■ YOUR INSTRUCTIONS ■
Lay out the listing below as a two-column CSV, starting with the line containing "each blue cross" and going on through the line containing "xmin=105 ymin=84 xmax=112 ymax=93". Use the headers instruction and response, give each row one instruction and the response that follows it, put every field in quotation marks, and turn line breaks into spaces.

━━━━━ RECORD EXCERPTS

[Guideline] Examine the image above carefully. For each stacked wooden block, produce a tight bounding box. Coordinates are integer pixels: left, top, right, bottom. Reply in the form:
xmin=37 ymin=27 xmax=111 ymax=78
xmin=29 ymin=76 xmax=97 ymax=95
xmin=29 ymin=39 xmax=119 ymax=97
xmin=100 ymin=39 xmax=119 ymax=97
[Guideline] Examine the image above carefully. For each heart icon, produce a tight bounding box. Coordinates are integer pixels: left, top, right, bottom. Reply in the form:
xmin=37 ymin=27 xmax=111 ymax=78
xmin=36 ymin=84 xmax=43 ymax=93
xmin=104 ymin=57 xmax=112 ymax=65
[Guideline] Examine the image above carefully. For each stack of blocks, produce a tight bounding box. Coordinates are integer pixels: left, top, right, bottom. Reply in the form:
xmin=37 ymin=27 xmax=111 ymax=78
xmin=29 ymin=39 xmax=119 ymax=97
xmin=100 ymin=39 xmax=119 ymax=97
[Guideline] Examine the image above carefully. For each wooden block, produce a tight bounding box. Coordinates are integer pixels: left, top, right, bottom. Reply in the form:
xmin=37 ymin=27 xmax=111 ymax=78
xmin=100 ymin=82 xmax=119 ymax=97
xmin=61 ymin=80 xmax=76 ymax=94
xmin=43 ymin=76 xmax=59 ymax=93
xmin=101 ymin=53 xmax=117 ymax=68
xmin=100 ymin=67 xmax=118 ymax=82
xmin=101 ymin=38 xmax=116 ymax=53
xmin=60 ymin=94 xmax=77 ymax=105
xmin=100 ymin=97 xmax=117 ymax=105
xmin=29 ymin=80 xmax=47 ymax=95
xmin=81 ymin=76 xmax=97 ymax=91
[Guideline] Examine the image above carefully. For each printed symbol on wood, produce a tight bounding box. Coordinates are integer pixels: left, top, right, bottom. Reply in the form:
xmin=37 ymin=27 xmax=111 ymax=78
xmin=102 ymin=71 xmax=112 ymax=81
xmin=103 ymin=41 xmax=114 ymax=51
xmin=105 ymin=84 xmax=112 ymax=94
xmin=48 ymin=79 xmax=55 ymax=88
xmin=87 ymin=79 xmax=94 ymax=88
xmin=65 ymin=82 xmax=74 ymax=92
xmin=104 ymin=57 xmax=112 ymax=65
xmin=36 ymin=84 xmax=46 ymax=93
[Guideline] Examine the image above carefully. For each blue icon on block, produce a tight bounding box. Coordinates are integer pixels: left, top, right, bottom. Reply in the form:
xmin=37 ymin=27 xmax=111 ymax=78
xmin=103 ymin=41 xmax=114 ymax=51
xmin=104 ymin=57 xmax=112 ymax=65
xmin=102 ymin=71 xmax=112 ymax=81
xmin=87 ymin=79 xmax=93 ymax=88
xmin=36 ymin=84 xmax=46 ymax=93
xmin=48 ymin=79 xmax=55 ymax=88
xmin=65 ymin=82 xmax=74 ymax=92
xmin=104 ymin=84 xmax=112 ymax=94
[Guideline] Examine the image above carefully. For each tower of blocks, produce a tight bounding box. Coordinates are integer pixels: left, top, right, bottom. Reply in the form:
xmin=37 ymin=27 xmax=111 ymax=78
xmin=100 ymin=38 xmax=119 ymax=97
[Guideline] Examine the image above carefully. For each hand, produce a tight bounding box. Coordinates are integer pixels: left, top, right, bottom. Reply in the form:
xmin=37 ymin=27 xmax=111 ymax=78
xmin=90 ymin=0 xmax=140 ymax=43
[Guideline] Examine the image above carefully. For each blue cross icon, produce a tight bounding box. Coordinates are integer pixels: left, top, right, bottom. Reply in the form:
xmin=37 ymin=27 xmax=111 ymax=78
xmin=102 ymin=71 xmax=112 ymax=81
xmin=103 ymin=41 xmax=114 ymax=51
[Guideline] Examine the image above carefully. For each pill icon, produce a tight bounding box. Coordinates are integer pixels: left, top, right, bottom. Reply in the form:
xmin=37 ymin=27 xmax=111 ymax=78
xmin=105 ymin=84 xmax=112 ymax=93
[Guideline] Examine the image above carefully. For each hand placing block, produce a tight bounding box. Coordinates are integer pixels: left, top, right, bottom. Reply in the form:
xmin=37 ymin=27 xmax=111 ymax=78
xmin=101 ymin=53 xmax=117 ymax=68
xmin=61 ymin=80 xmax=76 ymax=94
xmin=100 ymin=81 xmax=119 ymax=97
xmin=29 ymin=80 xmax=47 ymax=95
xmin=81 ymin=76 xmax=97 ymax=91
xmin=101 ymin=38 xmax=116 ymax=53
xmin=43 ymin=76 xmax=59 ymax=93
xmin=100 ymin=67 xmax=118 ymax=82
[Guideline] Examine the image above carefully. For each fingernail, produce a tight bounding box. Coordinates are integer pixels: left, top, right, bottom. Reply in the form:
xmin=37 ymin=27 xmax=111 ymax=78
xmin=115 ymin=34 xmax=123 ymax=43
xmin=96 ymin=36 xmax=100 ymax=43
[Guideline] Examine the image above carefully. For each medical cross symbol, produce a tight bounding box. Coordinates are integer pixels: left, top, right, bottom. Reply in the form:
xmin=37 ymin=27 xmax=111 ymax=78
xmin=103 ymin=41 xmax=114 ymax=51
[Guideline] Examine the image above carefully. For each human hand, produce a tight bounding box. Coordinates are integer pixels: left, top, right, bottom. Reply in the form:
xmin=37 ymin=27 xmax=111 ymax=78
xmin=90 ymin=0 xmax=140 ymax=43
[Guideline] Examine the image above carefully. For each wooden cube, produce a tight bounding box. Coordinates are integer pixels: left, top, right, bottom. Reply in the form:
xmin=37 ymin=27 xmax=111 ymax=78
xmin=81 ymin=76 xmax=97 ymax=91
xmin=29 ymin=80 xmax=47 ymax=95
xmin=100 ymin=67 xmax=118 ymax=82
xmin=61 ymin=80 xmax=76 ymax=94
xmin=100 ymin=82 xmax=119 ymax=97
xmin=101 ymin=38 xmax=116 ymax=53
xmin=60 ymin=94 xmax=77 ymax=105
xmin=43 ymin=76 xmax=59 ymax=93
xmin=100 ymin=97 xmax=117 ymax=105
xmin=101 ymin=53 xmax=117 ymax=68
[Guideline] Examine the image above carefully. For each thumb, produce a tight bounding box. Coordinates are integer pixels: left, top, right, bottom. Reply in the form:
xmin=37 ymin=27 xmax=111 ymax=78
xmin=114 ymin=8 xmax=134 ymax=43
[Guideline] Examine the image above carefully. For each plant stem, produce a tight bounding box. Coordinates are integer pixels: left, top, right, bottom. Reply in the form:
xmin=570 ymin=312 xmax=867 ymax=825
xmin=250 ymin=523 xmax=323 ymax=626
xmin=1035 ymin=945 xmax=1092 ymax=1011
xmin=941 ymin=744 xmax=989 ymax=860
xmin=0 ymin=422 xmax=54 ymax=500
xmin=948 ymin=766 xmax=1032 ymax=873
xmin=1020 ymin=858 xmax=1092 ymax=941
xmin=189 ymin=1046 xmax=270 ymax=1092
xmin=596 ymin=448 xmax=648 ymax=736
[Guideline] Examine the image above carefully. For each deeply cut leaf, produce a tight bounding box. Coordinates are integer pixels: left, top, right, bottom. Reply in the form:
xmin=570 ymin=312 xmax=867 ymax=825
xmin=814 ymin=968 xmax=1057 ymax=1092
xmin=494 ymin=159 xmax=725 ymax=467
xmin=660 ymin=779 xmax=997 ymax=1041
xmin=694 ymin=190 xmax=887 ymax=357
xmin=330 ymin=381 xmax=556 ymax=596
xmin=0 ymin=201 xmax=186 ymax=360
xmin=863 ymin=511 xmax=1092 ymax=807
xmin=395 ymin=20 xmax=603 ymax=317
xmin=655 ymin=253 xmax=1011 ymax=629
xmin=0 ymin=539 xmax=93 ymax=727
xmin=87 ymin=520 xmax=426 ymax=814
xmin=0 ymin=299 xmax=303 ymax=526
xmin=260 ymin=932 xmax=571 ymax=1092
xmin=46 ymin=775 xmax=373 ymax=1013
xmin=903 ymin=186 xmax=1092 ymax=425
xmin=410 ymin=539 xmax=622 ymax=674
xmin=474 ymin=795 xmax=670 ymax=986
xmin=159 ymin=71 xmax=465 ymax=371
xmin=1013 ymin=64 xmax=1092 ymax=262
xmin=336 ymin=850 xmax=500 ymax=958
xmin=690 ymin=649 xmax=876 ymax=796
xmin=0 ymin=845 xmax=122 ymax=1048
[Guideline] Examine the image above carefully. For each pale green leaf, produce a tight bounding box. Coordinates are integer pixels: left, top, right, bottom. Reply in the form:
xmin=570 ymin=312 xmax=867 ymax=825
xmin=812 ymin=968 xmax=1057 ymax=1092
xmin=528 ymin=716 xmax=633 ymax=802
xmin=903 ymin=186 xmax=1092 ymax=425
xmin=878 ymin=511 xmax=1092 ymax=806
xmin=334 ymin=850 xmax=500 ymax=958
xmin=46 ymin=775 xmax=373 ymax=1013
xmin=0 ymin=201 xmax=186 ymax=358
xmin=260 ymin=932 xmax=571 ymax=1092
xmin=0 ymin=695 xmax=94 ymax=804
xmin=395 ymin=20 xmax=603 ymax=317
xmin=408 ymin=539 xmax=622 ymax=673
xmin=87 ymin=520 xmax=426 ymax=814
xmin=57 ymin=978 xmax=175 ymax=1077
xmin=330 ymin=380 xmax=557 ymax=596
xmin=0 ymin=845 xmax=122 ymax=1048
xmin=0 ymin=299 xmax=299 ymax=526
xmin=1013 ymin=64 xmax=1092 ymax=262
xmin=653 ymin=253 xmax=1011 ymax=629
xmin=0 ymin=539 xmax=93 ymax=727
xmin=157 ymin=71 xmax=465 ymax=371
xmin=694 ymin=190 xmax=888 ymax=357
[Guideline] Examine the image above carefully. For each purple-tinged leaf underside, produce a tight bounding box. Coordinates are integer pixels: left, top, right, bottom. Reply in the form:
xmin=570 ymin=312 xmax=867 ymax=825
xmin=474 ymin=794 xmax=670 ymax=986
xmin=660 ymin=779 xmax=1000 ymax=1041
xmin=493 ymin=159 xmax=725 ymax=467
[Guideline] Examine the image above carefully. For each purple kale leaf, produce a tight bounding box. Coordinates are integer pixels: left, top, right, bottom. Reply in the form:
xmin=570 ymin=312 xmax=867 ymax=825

━━━━━━━━━━

■ SOLVED PROBLEM ■
instruction,response
"[Guideline] Examine the image above carefully. For each blue cross icon, produce a tight bounding box. Coordinates are integer pixels: left, top, right, bottom. Reply in the form: xmin=37 ymin=27 xmax=111 ymax=78","xmin=102 ymin=71 xmax=112 ymax=81 xmin=103 ymin=41 xmax=114 ymax=51"
"[Guideline] Examine the image above carefully. For each pill icon, produce a tight bounding box. Coordinates are integer pixels: left, top, right, bottom. Reply in the form: xmin=37 ymin=27 xmax=111 ymax=78","xmin=105 ymin=84 xmax=112 ymax=93"